Count the lines in the records below that contain the word "outline". Reply with the number only.

<<<<

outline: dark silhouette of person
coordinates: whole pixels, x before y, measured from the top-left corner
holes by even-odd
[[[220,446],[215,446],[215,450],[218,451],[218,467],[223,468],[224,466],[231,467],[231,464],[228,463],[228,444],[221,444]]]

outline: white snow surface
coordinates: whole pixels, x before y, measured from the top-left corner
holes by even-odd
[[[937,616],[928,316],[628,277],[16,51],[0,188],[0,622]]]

>>>>
<<<<

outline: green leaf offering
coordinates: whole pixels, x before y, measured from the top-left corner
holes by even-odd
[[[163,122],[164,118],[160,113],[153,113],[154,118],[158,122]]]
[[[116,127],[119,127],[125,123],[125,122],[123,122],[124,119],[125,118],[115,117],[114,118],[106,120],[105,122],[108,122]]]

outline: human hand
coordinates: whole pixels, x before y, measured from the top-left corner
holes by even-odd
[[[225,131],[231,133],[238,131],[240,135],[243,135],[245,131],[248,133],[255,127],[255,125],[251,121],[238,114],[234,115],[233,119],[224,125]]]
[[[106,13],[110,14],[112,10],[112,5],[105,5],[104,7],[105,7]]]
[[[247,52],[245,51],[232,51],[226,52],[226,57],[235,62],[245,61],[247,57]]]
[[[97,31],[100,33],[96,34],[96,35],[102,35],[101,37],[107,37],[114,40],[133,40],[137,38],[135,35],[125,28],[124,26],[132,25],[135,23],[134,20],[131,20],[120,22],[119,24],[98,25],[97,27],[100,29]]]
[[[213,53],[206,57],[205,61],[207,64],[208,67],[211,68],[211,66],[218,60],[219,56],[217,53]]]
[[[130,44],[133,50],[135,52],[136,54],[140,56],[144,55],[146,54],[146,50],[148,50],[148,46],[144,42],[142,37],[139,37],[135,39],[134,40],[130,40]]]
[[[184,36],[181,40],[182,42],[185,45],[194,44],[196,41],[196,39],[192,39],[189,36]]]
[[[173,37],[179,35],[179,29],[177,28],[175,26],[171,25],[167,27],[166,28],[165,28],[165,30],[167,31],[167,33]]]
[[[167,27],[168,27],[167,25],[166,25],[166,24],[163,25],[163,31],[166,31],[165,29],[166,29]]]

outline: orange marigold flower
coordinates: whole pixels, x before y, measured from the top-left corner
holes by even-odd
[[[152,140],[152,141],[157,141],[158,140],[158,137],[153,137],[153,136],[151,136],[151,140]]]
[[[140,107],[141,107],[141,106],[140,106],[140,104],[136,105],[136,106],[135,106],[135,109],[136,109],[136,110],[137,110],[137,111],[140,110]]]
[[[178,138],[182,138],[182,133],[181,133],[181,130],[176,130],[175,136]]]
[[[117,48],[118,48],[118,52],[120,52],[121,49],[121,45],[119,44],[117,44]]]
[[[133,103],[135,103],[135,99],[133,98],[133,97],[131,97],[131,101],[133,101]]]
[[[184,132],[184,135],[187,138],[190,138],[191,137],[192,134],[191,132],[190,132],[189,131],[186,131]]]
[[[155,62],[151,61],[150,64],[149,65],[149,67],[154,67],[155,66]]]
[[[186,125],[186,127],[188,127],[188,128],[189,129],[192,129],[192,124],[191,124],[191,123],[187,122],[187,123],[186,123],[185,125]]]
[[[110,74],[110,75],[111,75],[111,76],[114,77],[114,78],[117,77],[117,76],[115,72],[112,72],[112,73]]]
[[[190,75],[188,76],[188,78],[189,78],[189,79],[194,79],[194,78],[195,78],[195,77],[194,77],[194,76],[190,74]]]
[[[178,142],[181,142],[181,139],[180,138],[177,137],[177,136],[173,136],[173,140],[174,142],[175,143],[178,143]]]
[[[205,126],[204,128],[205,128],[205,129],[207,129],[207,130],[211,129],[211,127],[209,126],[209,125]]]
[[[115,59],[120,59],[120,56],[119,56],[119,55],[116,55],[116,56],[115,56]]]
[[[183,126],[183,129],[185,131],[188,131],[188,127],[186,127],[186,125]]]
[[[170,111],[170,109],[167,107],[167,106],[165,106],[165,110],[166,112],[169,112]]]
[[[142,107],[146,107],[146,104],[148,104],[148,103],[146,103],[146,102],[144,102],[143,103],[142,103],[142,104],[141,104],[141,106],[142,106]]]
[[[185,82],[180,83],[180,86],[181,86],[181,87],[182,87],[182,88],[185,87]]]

>>>>

_Task answer:_
5